DOCUMENT EXTRACT:

>>>

(Cary Edmondson - USA TODAY Images)
Carmelo Anthony tested the free agency waters this summer but in the end the promise of a new era led by Phil Jackson, calling Madison Square Garden home and some “unfinished business” with the New York Knicks kept the prolific scorer in the Big Apple.
Anthony spoke with reporters during Knicks media day about his free agency process, saying ”from a basketball standpoint it probably would’ve been maybe the greatest thing to do, but for me personally I wouldn’t have felt right with myself. Knowing that I wanted to come here, I kind of forced my way here to New York and I have some unfinished business to take care of.”
Anthony’s correct. He did force his way to New York. After leading the Denver Nuggets to the playoffs for seven straight years — a streak that dated back to his rookie season — he was done being dispatched in the Western Conference. New York needed a superstar to bring a new era of basketball greatness to the city. The Nuggets needed a premium package to absorb the hit losing a player of Anthony’s stature would mean to the franchise. Ultimately they found the right mix of players and contracts and Anthony was set to be the Knicks’ renassaince man.
Only it hasn’t gone that way thus far.
Sure, Anthony captured a scoring title in 2013, but the Knicks have seen just 17 playoff games since he joined the franchise in 2011. They missed the postseason entirely last season despite a weak Eastern Conference that continues to improve while the Knicks stagnate. The kind of success the Knicks, and Anthony, are starving for is the kind of success their two new leaders — Phil Jackson and Derek Fisher — know a thing or two about.

<<<

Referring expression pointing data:
>>>

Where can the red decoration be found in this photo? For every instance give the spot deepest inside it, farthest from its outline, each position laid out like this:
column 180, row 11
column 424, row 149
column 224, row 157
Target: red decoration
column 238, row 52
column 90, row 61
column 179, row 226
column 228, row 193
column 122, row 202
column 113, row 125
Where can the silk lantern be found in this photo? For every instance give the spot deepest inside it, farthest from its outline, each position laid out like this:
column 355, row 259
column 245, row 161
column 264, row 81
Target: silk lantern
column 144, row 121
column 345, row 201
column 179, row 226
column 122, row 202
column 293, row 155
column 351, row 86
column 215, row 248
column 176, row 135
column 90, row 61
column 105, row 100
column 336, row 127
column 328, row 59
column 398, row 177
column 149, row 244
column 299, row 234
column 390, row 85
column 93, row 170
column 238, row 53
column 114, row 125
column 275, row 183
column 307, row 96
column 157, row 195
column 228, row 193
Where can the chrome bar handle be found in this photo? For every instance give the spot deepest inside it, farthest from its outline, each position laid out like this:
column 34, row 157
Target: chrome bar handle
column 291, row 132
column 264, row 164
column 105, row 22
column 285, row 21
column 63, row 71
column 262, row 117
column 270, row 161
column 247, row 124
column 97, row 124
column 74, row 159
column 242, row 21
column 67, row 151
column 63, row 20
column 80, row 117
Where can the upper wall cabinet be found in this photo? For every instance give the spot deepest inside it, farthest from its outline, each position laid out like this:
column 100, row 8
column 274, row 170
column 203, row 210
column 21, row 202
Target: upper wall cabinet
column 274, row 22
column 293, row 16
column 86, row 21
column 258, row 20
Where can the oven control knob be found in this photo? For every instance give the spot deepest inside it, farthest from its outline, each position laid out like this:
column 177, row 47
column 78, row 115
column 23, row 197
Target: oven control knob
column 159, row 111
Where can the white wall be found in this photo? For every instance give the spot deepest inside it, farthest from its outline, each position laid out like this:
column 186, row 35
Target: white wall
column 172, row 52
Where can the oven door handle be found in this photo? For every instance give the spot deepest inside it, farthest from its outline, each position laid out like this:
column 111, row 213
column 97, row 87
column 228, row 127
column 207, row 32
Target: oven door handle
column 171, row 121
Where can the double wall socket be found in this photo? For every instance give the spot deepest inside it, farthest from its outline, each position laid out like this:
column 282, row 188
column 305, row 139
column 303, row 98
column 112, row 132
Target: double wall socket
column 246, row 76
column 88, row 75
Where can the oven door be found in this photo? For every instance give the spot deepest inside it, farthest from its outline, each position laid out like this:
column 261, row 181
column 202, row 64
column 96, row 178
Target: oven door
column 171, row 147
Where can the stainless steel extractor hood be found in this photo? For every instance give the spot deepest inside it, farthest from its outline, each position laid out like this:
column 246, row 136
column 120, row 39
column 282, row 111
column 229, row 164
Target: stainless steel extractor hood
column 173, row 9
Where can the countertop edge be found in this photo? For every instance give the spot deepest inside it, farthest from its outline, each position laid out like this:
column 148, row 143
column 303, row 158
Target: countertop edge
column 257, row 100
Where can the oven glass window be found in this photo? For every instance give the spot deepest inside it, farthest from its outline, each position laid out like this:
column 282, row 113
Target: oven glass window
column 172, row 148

<<<

PROBLEMS AND TASKS:
1. Print the part of the Carmelo Anthony article starting at "Carmelo Anthony tested" and ending at "the Big Apple.".
2. List every person named in the Carmelo Anthony article, including the photo credit.
3. Please write the next part of the Carmelo Anthony article, starting after its last sentence.
The data has no connection to the Carmelo Anthony article.

ANSWERS BELOW:
1.
Carmelo Anthony tested the free agency waters this summer but in the end the promise of a new era led by Phil Jackson, calling Madison Square Garden home and some “unfinished business” with the New York Knicks kept the prolific scorer in the Big Apple.

2.
Cary Edmondson
Carmelo Anthony
Phil Jackson
Derek Fisher

3.
New York needs more than the Triangle offense and “championship experience” to deliver a title, though. We’ve also learned the Knicks need more than Carmelo Anthony’s devastating array of offensive skills to score the level of success that’s been alien to the franchise since 1973. New York begins a long transition this season, trying to find the right mix of personnel that will thrive in a new system. Tyson Chandler, their defensive anchor, was shown the door in favor of a great shooting point guard in Jose Calderon. That’s only a small step in the Zen Master blueprint.
Jackson and Fisher were given the opportunity to have the kind of weapon needed as the centerpiece of the Triangle offense, but it wasn’t painless. Anthony’s extension won’t give the Knicks the kind of salary cap flexibility Jackson publicly challenged the superstar to give him, eating up $124 million over the next five seasons. Anthony wanted to be paid like a superstar, and the Knicks rewarded the one-time scoring champ with the kind of salary figure he felt he deserved.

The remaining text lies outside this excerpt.